[Opening Exercise materials section]

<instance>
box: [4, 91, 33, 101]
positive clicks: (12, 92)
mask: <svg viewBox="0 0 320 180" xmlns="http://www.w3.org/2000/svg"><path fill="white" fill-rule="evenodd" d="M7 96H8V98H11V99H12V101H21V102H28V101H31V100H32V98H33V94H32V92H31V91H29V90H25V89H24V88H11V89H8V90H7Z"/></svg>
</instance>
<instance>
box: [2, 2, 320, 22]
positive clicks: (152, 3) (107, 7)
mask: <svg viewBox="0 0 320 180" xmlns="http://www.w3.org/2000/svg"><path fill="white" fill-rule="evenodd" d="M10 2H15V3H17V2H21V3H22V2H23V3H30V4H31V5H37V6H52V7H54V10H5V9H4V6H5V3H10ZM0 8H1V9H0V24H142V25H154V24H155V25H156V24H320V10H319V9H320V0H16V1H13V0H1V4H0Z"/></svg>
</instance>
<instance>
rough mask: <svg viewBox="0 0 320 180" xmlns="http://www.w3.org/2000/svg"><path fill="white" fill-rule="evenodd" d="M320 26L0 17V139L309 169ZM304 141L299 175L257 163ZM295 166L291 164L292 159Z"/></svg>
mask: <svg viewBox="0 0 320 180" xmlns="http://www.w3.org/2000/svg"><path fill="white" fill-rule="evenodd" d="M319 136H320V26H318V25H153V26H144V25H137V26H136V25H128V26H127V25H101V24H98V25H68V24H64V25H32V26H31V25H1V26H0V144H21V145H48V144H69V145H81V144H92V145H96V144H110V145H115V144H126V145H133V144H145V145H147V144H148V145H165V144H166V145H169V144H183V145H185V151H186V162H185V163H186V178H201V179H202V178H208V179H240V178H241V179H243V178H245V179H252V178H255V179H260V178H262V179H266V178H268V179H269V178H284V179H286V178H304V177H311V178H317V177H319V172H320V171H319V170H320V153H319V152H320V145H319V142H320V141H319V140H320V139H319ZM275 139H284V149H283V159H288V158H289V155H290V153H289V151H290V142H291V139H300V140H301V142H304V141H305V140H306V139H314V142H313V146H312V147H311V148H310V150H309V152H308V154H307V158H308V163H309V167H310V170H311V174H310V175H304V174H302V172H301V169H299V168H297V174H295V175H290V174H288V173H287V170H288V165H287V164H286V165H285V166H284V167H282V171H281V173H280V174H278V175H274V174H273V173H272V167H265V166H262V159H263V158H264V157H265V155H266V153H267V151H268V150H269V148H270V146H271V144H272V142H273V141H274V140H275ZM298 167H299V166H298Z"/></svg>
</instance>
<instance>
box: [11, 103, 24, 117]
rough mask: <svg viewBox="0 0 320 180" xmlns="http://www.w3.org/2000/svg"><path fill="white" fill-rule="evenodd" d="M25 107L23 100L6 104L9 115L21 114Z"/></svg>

[Closing Exercise materials section]

▶ Exercise: Return every line of the data unchanged.

▶ Result of this task:
<instance>
box: [4, 91, 33, 101]
positive clicks: (12, 92)
mask: <svg viewBox="0 0 320 180" xmlns="http://www.w3.org/2000/svg"><path fill="white" fill-rule="evenodd" d="M7 96H8V98H11V99H12V101H21V102H28V101H31V100H32V98H33V94H32V92H31V91H29V90H25V89H24V88H11V89H8V90H7Z"/></svg>
</instance>
<instance>
box: [2, 2, 320, 22]
positive clicks: (152, 3) (107, 7)
mask: <svg viewBox="0 0 320 180" xmlns="http://www.w3.org/2000/svg"><path fill="white" fill-rule="evenodd" d="M10 2H15V3H17V2H21V3H22V2H23V3H30V4H31V5H37V6H52V7H54V10H5V9H4V6H5V3H10ZM0 8H1V9H0V24H142V25H154V24H155V25H156V24H320V10H319V9H320V0H16V1H13V0H1V4H0Z"/></svg>
</instance>
<instance>
rough mask: <svg viewBox="0 0 320 180" xmlns="http://www.w3.org/2000/svg"><path fill="white" fill-rule="evenodd" d="M320 26L0 17V139L309 169ZM304 141L299 175L257 163ZM295 166L291 164L292 159Z"/></svg>
mask: <svg viewBox="0 0 320 180" xmlns="http://www.w3.org/2000/svg"><path fill="white" fill-rule="evenodd" d="M319 136H320V26H318V25H153V26H144V25H137V26H136V25H128V26H127V25H101V24H98V25H68V24H64V25H32V26H31V25H1V26H0V144H21V145H48V144H69V145H81V144H92V145H96V144H110V145H115V144H126V145H133V144H145V145H147V144H148V145H165V144H166V145H169V144H183V145H185V151H186V162H185V163H186V178H201V179H202V178H208V179H240V178H241V179H243V178H245V179H252V178H255V179H260V178H262V179H266V178H268V179H269V178H284V179H286V178H304V177H311V178H317V177H319V172H320V171H319V170H320V153H319V152H320V145H319V142H320V141H319V140H320V139H319ZM275 139H284V149H283V159H288V158H289V155H290V153H289V151H290V142H291V139H300V140H301V142H304V141H305V140H306V139H314V142H313V146H312V147H311V148H310V150H309V152H308V154H307V158H308V163H309V167H310V170H311V174H310V175H304V174H302V172H301V169H299V168H297V174H295V175H290V174H288V173H287V170H288V165H287V164H286V165H285V166H284V167H282V171H281V173H280V174H278V175H274V174H273V173H272V167H265V166H262V159H263V158H264V157H265V155H266V153H267V151H268V150H269V148H270V146H271V144H272V142H273V141H274V140H275ZM298 167H299V166H298Z"/></svg>
</instance>
<instance>
box: [11, 103, 24, 117]
rough mask: <svg viewBox="0 0 320 180" xmlns="http://www.w3.org/2000/svg"><path fill="white" fill-rule="evenodd" d="M25 107L23 100L6 104L9 115L21 114Z"/></svg>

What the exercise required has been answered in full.